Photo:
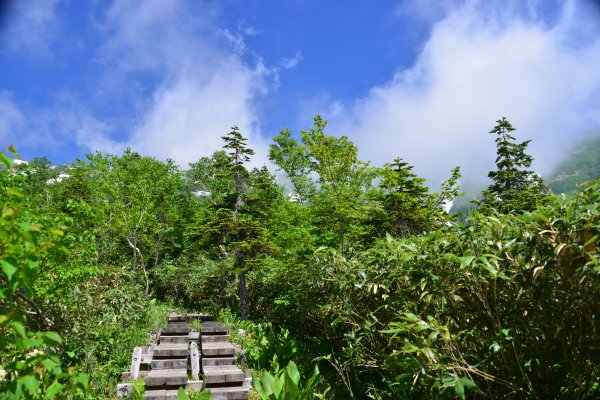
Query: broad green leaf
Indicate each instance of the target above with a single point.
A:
(53, 337)
(30, 383)
(53, 390)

Activity →
The lines to output run from the one containing "Query: broad green leaf" to the last line of the entries; give them back exactly.

Problem solution →
Query: broad green leaf
Indicate each instance of the target above with a single point.
A:
(53, 337)
(30, 383)
(53, 390)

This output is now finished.